Task list:
1. In the allocator thread, why is it fairly easy to make sure that memory allocated by FreelistAllocator<T> can be deallocated by FreelistAllocator<U>::template rebind<T>::other? Answer in one to three sentences.
2. From the allocator thread, copy down the part that opens with the words containing "Your freelist allocators" and closes with "easy to achieve.".

Source:
**********
Do you have any suggestions for how to do the sort of thing I'm trying to
do? That is, how do I include allocated-type-specific state in my allocator?
In general, the language around allocators seems sloppy. (For example, the
prologue to Table 28 says to assume that a is of type X&, but some of the
expressions redefine a.) Also, at least GCC's support is non-conformant.
What accounts for this weirdness around allocators? Is it just an infrequently
used feature?
Equality of allocators does not imply that they must have exactly the same internal state, only that they must both be able to deallocate memory that was allocated with either allocator. Cross-type equality of allocators a == b for an allocator a of type X and allocator b of type Y is defined in table 28 as "same as a == Y::template rebind<T>::other(b)". In other words, a == b if memory allocated by a can be deallocated by an allocator instantiated by rebinding b to a's value_type.
Your freelist allocators need not be able to deallocate nodes of arbitrary type, you only need to ensure that memory allocated by FreelistAllocator<T> can be deallocated by FreelistAllocator<U>::template rebind<T>::other. Given that FreelistAllocator<U>::template rebind<T>::other is the same type as FreelistAllocator<T> in most sane implementations, this is fairly easy to achieve.
Simple example (Live demo at Coliru):
template <typename T>
class FreelistAllocator {
union node {
node* next;
typename std::aligned_storage<sizeof(T), alignof(T)>::type storage;
};
node* list = nullptr;
void clear() noexcept {
auto p = list;
while (p) {
auto tmp = p;
p = p->next;
delete tmp;
}
list = nullptr;
}
public:
using value_type = T;
using size_type = std::size_t;
using propagate_on_container_move_assignment = std::true_type;
FreelistAllocator() noexcept = default;
FreelistAllocator(const FreelistAllocator&) noexcept {}
template <typename U>
FreelistAllocator(const FreelistAllocator<U>&) noexcept {}
FreelistAllocator(FreelistAllocator&& other) noexcept : list(other.list) {
other.list = nullptr;
}
FreelistAllocator& operator = (const FreelistAllocator&) noexcept {
// noop
return *this;
}
FreelistAllocator& operator = (FreelistAllocator&& other) noexcept {
clear();
list = other.list;
other.list = nullptr;
return *this;
}
~FreelistAllocator() noexcept { clear(); }
T* allocate(size_type n) {
std::cout << "Allocate(" << n << ") from ";
if (n == 1) {
auto ptr = list;
if (ptr) {
std::cout << "freelist\n";
list = list->next;
} else {
std::cout << "new node\n";
ptr = new node;
}
return reinterpret_cast<T*>(ptr);
}
std::cout << "::operator new\n";
return static_cast<T*>(::operator new(n * sizeof(T)));
}
void deallocate(T* ptr, size_type n) noexcept {
std::cout << "Deallocate(" << static_cast<void*>(ptr) << ", " << n << ") to ";
if (n == 1) {
std::cout << "freelist\n";
auto node_ptr = reinterpret_cast<node*>(ptr);
node_ptr->next = list;
list = node_ptr;
} else {
std::cout << "::operator delete\n";
::operator delete(ptr);
}
}
};
template <typename T, typename U>
inline bool operator == (const FreelistAllocator<T>&, const FreelistAllocator<U>&) {
return true;
}
template <typename T, typename U>
inline bool operator != (const FreelistAllocator<T>&, const FreelistAllocator<U>&) {
return false;
}
1) Are my interpretations above correct?
**********
Data extract:
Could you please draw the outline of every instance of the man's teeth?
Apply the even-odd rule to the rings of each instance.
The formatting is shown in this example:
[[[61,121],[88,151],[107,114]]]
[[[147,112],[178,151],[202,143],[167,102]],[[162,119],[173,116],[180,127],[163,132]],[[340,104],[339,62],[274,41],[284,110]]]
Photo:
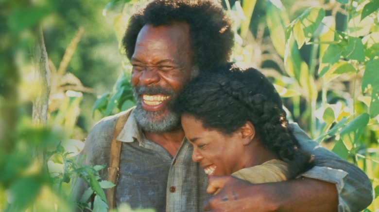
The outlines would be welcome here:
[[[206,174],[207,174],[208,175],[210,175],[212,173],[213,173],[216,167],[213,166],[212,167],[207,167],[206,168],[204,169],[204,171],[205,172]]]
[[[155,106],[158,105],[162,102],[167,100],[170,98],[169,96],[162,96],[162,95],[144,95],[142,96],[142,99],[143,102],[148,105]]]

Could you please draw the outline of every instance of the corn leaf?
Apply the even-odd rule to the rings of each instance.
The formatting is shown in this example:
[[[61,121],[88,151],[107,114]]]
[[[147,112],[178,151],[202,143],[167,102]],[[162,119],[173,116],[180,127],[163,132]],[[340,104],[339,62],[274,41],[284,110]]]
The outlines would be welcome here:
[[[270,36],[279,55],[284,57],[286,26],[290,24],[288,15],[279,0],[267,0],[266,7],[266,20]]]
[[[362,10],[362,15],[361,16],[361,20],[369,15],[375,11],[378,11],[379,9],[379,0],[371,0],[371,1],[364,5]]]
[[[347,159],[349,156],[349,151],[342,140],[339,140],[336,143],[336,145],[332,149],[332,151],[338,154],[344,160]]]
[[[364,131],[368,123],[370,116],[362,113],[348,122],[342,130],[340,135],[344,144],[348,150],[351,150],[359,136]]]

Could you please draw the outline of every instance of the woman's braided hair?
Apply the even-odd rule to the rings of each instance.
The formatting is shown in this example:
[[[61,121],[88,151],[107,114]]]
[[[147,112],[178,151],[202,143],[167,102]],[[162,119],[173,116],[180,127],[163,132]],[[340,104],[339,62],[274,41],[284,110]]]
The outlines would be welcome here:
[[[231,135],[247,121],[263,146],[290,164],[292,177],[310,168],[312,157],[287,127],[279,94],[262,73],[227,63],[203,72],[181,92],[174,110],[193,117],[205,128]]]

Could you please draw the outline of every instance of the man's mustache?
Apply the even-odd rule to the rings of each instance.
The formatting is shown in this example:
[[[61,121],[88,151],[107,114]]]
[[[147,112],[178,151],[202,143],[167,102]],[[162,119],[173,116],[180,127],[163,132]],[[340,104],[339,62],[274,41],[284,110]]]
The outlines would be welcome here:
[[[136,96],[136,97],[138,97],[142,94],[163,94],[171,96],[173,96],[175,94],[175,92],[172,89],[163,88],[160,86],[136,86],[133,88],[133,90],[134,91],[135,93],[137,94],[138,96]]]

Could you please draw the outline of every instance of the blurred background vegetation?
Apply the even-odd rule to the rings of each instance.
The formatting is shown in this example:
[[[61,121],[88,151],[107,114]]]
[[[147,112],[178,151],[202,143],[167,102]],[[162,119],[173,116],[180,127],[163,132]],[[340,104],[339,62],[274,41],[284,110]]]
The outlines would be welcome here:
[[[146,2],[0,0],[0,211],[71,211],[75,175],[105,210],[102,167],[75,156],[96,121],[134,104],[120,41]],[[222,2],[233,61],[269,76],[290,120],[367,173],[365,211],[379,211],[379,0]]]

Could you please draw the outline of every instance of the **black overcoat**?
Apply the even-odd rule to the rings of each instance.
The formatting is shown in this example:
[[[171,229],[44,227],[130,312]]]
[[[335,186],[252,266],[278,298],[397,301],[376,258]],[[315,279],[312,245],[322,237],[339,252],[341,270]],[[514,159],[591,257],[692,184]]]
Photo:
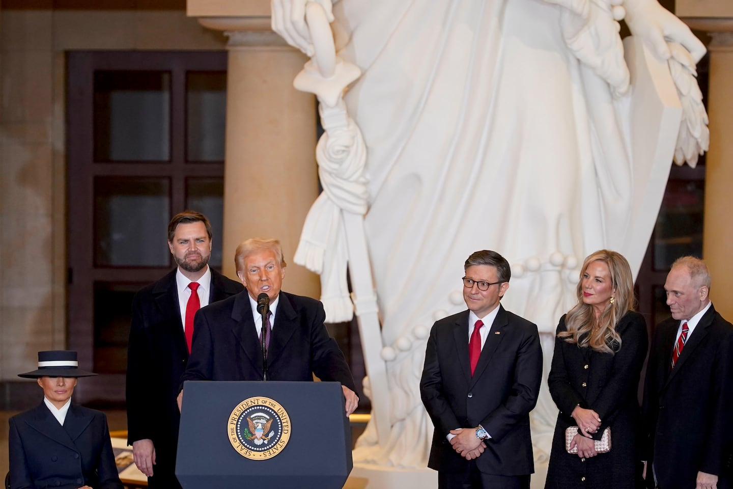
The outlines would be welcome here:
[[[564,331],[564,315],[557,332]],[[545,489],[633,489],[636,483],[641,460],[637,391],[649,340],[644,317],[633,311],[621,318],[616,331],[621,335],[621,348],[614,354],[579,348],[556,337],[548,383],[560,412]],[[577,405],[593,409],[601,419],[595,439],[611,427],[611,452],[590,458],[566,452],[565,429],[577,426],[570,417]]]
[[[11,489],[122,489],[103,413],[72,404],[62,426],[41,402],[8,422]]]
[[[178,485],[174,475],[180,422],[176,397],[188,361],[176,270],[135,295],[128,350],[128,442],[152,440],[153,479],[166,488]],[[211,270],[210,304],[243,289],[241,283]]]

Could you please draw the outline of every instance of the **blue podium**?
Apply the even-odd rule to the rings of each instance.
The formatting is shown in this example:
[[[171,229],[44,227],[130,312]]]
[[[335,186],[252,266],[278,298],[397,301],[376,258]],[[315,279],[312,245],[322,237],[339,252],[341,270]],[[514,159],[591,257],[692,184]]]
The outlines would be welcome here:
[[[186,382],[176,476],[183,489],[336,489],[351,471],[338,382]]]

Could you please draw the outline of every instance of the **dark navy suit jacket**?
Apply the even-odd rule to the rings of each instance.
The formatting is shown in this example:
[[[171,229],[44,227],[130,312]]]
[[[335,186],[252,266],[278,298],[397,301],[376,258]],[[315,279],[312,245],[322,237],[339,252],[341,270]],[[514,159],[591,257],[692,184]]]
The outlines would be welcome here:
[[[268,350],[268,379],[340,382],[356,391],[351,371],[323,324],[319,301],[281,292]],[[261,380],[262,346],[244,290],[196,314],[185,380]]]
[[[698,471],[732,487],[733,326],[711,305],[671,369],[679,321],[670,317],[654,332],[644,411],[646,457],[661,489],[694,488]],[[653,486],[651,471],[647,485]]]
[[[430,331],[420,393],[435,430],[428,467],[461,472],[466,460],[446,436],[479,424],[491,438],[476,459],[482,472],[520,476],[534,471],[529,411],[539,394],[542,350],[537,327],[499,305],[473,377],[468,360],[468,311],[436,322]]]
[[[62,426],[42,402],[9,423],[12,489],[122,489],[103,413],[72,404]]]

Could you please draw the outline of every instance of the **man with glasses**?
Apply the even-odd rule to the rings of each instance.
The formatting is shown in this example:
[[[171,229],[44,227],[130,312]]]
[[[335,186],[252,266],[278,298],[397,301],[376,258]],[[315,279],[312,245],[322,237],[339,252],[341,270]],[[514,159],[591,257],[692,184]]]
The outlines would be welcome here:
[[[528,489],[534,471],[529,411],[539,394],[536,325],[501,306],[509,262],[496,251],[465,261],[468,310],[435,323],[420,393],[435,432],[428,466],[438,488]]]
**********
Solutions by task:
1. In most sane implementations, FreelistAllocator<U>::template rebind<T>::other is the same type as FreelistAllocator<T>. So the allocator that frees the memory is the same kind as the one that allocated it.

2.
Your freelist allocators need not be able to deallocate nodes of arbitrary type, you only need to ensure that memory allocated by FreelistAllocator<T> can be deallocated by FreelistAllocator<U>::template rebind<T>::other. Given that FreelistAllocator<U>::template rebind<T>::other is the same type as FreelistAllocator<T> in most sane implementations, this is fairly easy to achieve.